◆ AIM OF THE EXERCISE
Report each line of the rows below that contains the string "path", copying every such line in full.

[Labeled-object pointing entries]
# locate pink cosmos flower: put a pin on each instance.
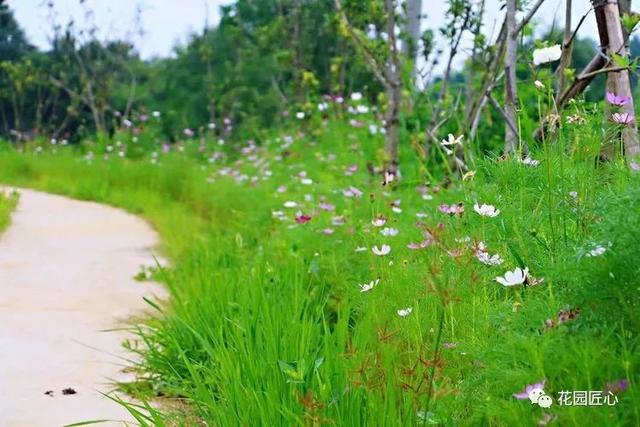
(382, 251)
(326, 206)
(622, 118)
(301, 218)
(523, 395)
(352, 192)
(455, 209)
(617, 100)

...

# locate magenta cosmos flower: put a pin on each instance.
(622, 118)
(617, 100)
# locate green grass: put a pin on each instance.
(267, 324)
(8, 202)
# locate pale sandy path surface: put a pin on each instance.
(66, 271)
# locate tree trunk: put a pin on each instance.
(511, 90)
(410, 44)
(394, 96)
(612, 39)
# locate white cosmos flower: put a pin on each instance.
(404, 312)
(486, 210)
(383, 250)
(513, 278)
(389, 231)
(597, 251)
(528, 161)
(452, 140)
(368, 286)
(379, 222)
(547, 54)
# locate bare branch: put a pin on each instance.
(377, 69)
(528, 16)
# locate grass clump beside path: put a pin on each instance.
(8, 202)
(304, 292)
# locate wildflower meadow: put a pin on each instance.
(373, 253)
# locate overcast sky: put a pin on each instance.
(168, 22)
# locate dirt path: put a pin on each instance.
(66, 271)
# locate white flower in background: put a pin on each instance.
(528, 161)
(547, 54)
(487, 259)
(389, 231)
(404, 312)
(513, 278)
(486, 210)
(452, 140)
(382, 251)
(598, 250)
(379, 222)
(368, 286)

◆ FINISHED ANSWER
# locate pale sandy path surface: put a pin on each instance.
# locate grass clump beside path: put a pin on each instance.
# locate dirt path: put a pin on each instance.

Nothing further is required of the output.